-- Page --
America was greatly split over this during the war, mainly between isolationists and the people who wanted to use America's power to its advantage on the world stage. You're probably right about the public supporting a war, but the problem still remains: A Germany without the losses of Verdun and the Somme, and allies running low on supplies and food, who's going to probably win? Ludendorff would have been able to hold the Russians with the amount of troops he had, and the Brusilov offensive would have been much similar to OTL. However, the new German manpower preponderance would have allowed them to concentrate in a good spot, like the St. Mihiel salient, and use that as a breakout point to swing around the huge numbers of Brits ready for slaughter at Ypres and possibly seize Paris in fall of 1915. With Paris gone, the French would make any concession to get it back, just like after the Franco-Prussian War. Britain would be forced to leave when France capitulates, and soon Germany can concentrate forces on a weakened Russia. That's not to say that the Russians wouldn'tve resisted like with the Grande Armee, but support for the tsar was waning, even before the fateful years of 1916-7. Germany would easily take Moscow and maybe St. Petersburg, but Russia would stop them, or territorial concessions would go to Germany. Hitler would have his Lebensraum twenty years early.

-- Information provided --
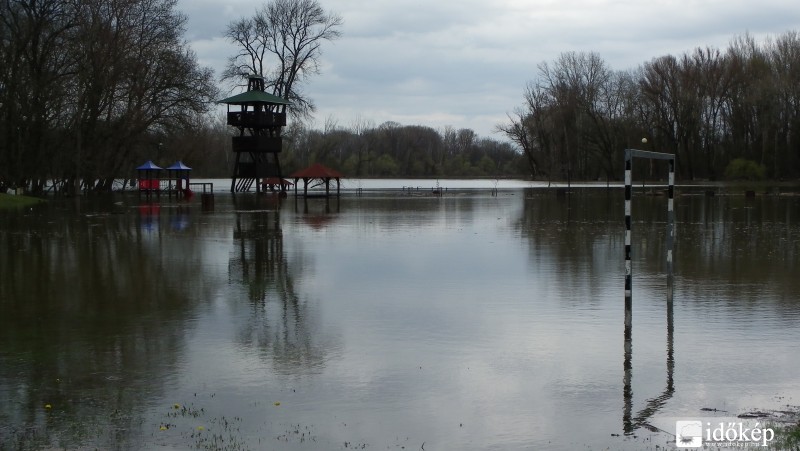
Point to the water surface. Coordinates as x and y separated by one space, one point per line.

-- Required work --
1 - In the alternate-history passage about World War I, where could the Germans have concentrated troops as a breakout point?
2 - Pick up the alternate-history passage about World War I where it stops and continue it.

-- Replies --
1 - The St. Mihiel salient.

2 -
 
but you seem to factor in the american support as being nothing, while comparitivlly, Germany getting all the advatages; this is hardley the case, as if anything, its stacking the odds agianst germany; unrestricted sum warfare hjust isnt going to please americans, and as th elosses rack up, so will the fervour present in the US citizenry, in Lusiotantia coudl get as many riled up in the states as it did, imagine how horribly the shock agianst germany woudl be if such things happend 10 fold in number in the first week of war with germany? Amercians woudlnt stand for it, and if anything, Germany woudl seal a fate doomed at the hands of US industry similer to how it did itself in in WWII
 
I'm planning on starting a Modern or Industrial Age alternate history NEs and am looking for some ideas.
Anyone?
 
See your thread, and page 53 here.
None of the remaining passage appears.